Problem description -> Output only the lines from the one holding "pinnacle above? Mark it with a dot." to the end of the data below, please, copied exactly.

## start Supplied entries

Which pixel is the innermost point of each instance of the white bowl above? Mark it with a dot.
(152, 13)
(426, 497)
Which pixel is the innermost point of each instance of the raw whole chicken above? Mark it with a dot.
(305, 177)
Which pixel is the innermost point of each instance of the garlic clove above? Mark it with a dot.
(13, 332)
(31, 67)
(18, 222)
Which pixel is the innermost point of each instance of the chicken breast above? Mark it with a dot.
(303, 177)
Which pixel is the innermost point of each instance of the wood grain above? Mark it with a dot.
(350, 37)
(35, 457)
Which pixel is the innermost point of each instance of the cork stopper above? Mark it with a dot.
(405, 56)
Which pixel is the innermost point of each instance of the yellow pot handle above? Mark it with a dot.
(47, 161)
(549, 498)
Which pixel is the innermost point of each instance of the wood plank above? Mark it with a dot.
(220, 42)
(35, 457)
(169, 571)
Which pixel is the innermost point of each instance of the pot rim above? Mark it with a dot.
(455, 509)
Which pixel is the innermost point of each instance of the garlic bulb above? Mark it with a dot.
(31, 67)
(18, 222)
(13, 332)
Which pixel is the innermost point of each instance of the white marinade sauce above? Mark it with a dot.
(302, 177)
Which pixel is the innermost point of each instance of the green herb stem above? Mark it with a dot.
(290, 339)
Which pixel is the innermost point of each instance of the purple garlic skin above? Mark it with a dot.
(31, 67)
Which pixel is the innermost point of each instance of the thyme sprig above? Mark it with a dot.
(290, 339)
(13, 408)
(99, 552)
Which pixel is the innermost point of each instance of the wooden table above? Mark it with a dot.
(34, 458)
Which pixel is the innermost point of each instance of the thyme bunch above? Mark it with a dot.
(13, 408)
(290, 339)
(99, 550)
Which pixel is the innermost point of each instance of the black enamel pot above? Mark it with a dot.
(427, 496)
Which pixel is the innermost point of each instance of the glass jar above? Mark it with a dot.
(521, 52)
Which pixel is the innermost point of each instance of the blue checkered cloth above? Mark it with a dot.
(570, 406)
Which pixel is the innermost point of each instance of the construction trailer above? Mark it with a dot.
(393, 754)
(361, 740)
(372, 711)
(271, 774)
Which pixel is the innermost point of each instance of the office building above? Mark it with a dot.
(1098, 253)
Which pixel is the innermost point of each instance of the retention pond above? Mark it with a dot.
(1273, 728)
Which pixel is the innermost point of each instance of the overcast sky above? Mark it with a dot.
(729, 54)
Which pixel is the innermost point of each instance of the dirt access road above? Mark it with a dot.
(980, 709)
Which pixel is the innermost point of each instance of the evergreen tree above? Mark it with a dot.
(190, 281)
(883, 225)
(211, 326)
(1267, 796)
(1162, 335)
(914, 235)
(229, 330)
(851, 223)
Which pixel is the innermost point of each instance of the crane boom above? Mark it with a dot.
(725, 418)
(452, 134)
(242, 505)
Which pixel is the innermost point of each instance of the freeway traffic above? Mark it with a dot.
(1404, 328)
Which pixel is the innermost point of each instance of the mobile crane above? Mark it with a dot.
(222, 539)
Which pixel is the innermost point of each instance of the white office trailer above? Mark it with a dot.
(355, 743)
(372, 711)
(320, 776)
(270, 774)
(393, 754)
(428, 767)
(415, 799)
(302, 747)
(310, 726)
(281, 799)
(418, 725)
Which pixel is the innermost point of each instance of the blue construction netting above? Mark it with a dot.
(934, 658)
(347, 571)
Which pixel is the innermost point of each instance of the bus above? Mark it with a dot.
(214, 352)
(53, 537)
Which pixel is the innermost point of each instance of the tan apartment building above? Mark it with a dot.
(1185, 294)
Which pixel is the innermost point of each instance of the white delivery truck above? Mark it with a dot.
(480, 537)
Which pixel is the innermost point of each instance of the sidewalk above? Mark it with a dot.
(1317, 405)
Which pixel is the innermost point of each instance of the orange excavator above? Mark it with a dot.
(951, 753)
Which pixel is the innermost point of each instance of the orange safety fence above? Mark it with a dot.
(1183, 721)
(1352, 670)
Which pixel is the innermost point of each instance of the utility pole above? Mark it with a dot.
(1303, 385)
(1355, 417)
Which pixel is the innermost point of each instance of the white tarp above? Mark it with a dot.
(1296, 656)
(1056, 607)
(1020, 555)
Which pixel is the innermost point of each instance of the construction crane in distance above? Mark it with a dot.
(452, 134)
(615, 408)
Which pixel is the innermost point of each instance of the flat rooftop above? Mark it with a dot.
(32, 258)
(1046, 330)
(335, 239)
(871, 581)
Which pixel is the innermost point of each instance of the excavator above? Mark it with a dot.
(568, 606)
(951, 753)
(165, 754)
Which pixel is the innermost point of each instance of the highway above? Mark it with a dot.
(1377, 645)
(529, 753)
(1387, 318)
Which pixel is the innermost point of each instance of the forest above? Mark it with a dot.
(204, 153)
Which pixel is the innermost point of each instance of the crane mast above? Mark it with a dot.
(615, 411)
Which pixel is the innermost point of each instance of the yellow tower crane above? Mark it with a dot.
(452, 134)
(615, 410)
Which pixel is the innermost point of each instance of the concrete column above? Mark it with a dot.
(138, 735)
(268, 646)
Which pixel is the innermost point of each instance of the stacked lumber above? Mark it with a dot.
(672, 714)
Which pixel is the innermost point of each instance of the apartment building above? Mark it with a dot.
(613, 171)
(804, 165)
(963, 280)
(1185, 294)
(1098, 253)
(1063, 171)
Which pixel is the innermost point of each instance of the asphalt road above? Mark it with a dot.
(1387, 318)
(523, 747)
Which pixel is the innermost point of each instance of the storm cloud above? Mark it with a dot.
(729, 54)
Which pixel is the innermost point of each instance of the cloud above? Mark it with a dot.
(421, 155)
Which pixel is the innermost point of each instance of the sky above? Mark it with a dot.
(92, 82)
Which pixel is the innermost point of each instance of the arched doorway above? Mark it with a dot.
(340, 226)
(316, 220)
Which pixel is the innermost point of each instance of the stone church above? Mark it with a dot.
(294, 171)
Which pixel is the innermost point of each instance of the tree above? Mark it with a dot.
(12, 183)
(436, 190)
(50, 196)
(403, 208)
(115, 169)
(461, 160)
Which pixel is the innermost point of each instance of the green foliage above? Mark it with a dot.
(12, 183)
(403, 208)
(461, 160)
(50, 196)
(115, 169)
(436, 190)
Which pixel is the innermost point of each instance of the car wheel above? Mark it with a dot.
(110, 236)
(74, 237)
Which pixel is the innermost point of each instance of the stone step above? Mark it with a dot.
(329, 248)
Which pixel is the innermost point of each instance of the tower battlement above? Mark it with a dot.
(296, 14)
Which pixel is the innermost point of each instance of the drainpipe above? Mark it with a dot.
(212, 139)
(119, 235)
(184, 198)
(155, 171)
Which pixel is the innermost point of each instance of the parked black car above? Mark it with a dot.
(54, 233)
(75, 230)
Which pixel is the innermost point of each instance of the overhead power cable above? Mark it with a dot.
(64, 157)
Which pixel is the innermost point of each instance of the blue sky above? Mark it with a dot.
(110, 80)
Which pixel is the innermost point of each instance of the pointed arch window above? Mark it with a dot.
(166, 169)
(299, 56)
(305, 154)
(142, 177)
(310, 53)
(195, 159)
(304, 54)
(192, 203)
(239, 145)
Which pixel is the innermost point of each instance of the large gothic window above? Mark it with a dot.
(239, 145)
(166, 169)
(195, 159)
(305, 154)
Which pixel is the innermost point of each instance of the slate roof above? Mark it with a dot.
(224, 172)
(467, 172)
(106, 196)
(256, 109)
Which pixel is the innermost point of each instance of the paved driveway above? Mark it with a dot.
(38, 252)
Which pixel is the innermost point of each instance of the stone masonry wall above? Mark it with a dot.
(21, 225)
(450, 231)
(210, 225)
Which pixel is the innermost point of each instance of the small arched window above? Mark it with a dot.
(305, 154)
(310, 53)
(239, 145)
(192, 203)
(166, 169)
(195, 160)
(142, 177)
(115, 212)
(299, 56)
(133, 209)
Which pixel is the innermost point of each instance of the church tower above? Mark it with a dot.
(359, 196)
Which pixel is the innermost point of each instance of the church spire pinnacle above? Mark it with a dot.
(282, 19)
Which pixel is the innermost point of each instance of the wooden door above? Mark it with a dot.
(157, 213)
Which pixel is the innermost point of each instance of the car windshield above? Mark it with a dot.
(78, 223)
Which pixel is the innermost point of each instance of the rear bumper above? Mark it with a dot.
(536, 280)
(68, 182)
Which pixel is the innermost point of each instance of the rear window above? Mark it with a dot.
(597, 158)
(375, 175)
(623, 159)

## end Supplied entries

Response to this task ->
Which pixel is the innermost point of each instance of the church spire pinnacle above? Mark it with a dot.
(282, 19)
Which pixel is the innermost point of each instance of the wooden door above? Mark it with a dot.
(157, 213)
Which pixel is the innermost point of each instance of the car windshield above? Mark it with a dot.
(78, 223)
Which pixel is the innermost point of each instance of the rear bumper above? Mark it with a dot.
(536, 280)
(68, 182)
Which pixel is the innermost point of each instance of the rear window above? Mark it with a dot.
(597, 158)
(375, 175)
(623, 159)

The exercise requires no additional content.